> _Stored data entries_

_ _ _

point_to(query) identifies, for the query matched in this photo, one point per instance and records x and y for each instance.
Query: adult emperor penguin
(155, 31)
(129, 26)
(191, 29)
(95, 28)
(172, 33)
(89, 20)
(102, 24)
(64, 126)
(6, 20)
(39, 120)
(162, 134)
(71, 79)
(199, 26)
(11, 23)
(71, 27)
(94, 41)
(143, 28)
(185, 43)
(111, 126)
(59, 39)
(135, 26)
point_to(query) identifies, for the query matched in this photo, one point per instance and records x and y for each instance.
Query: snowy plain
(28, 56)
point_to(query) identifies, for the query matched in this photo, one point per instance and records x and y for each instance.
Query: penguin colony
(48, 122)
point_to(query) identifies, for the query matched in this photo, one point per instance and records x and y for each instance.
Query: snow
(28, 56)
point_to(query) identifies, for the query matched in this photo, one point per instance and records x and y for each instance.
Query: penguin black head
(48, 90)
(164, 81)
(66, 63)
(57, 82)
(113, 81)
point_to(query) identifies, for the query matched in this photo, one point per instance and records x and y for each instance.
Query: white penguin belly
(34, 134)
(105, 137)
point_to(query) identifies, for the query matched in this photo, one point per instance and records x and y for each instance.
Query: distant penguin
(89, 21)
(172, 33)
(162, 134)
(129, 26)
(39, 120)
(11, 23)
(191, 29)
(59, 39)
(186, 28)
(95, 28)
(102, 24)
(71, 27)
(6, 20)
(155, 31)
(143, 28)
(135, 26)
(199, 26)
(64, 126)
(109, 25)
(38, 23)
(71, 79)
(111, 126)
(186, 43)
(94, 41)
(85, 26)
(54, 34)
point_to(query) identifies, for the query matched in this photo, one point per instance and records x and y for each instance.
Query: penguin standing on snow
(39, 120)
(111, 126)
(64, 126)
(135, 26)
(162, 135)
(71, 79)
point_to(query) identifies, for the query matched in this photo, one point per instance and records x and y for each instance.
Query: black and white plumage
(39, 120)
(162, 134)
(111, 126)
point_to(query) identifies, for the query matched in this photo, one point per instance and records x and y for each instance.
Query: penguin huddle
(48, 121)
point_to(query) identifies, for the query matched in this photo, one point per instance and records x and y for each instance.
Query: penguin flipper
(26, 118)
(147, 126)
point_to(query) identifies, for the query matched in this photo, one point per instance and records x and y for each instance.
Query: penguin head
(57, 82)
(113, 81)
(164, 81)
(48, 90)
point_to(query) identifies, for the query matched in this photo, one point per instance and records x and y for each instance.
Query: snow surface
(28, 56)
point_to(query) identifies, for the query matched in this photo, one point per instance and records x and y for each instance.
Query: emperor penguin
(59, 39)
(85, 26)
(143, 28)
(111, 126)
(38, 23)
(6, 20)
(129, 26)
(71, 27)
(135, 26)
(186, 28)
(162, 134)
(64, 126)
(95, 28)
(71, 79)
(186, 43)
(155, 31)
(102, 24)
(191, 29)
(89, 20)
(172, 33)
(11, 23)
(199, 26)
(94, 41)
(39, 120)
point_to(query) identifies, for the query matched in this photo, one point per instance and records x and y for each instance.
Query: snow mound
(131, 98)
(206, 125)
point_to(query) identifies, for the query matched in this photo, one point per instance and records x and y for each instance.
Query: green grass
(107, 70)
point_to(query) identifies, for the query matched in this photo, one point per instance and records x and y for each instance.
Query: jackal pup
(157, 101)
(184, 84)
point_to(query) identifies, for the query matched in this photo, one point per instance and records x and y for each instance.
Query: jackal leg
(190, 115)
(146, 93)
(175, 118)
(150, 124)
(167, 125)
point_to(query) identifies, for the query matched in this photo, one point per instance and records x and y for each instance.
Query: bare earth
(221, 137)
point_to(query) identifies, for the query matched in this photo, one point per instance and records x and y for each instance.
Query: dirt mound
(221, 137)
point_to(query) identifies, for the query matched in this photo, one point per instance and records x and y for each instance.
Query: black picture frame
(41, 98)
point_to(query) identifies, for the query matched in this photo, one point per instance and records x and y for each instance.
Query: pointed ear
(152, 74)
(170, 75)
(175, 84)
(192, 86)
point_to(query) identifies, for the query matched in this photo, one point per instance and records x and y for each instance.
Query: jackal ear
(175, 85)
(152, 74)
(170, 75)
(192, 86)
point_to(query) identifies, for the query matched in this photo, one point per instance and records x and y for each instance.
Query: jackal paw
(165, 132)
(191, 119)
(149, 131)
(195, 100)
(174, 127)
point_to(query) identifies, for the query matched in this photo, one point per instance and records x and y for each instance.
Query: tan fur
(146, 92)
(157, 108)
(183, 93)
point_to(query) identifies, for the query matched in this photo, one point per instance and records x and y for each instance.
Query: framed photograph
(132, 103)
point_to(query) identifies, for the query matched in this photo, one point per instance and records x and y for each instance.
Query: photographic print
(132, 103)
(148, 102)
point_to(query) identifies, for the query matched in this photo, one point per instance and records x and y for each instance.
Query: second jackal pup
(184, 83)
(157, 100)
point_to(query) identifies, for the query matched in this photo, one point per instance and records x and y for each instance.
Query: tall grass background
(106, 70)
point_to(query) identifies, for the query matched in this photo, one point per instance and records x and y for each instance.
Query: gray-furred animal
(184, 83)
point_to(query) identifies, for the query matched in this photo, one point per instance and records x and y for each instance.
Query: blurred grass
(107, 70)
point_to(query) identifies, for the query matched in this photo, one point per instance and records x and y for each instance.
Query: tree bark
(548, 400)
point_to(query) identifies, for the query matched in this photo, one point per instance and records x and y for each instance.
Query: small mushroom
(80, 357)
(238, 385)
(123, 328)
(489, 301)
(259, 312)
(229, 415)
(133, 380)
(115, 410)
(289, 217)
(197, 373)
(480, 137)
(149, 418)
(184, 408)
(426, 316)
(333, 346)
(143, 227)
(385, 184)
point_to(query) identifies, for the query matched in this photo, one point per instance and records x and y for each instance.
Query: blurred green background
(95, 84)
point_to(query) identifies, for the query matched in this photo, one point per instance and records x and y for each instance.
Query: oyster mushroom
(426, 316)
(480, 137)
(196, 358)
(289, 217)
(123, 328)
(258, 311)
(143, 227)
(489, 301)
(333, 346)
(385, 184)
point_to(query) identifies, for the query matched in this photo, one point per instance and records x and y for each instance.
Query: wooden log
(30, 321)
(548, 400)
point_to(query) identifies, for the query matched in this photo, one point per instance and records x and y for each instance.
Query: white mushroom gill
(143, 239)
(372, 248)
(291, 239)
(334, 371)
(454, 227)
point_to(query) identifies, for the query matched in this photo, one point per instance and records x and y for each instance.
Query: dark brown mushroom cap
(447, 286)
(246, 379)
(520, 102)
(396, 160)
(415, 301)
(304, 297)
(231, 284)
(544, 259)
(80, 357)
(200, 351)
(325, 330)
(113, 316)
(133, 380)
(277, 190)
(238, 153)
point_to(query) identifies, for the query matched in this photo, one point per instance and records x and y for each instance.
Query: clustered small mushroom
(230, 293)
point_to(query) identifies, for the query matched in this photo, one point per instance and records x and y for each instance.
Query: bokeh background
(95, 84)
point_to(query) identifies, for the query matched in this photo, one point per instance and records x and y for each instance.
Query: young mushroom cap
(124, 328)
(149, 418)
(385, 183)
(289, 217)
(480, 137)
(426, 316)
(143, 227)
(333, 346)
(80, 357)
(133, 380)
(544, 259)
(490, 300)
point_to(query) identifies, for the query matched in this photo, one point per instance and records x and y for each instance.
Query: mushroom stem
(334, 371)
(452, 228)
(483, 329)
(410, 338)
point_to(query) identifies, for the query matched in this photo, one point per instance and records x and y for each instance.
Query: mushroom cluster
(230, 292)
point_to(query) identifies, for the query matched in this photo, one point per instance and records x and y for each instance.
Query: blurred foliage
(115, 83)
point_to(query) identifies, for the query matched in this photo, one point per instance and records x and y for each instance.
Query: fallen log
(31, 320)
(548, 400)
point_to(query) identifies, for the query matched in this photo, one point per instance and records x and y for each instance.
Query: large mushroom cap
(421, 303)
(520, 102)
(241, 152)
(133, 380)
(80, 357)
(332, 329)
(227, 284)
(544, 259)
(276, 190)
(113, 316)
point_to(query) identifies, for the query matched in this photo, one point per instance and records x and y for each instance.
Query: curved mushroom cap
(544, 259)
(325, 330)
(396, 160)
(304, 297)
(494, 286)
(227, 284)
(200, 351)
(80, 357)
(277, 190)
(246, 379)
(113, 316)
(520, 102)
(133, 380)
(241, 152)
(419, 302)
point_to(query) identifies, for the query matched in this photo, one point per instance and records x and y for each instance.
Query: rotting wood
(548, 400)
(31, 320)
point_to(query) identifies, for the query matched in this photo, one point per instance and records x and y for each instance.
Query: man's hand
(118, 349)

_ _ _

> _Task objective_
Return, word for word, the lines from the one containing "Query: rotting wood" through the end of the data above, both ends included, and nothing else.

> _Exercise solution_
Query: rotting wood
(548, 400)
(31, 320)
point_to(query) identifies, for the query matched in this photo, one point per instance and records x and y for each instance.
Query: man's hand
(118, 349)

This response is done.